§ **AIM OF THE EXERCISE**
What is needed is an exact copy of the line that contains "Annotation task — pin every instance of the yellow" and of all later lines to the end of the records below, with no other lines.

§ **MATERIAL PROVIDED**
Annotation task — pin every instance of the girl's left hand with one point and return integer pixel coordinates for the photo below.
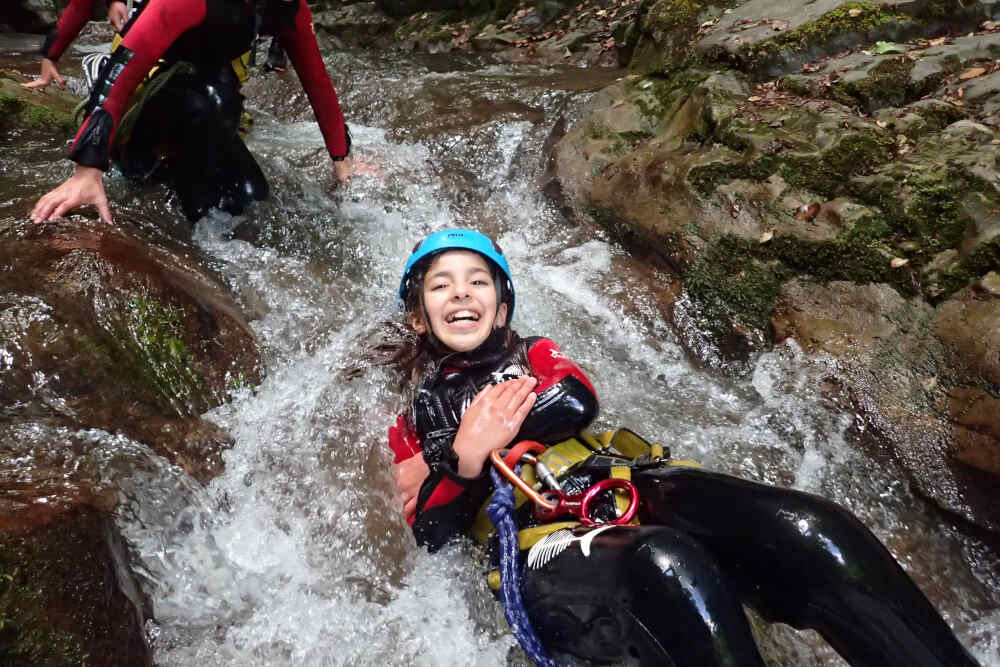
(410, 476)
(48, 75)
(491, 421)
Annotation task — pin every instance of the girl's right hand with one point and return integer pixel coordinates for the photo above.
(85, 186)
(492, 420)
(48, 74)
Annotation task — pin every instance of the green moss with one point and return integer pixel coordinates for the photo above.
(735, 281)
(627, 141)
(981, 261)
(667, 15)
(732, 286)
(707, 177)
(934, 214)
(149, 343)
(824, 29)
(597, 130)
(26, 639)
(17, 111)
(887, 85)
(828, 173)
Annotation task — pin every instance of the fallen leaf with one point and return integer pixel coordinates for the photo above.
(972, 73)
(881, 48)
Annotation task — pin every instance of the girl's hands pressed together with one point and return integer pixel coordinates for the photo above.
(492, 420)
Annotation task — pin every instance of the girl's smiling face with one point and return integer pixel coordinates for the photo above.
(460, 301)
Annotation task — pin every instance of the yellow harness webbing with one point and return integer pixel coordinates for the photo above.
(562, 456)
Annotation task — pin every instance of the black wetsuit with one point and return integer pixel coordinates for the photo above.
(671, 590)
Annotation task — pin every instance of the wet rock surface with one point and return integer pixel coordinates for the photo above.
(103, 332)
(768, 153)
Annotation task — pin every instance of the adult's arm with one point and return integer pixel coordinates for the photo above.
(566, 400)
(300, 44)
(69, 25)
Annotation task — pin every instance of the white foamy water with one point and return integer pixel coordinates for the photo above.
(297, 555)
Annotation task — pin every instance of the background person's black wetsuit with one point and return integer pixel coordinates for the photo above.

§ **EXERCISE OUTPUT**
Annotation task — pin every instance of the yellow harness webbing with one point and return integer pixel coordinates for the photo above.
(562, 456)
Annotation task — pin every instance of the black wetsuit with one point and return integer pixel coordinates for the photo above.
(671, 590)
Annotation task — pin every instance of the wet rock surface with one point and return integer pixel coordinates for the photo above.
(103, 332)
(768, 153)
Annotation task — pin every instance of the adult's arm with one point and return integer pixel coordinates for the photo above.
(566, 400)
(300, 44)
(69, 25)
Annotation task — pin every instance of the white foamy water with one point and return integer pixel coordinates for the photo above.
(297, 555)
Annotation task — pin every instance of the background person's black wetsuit with one point and return integer pixel coordinates for the photo above.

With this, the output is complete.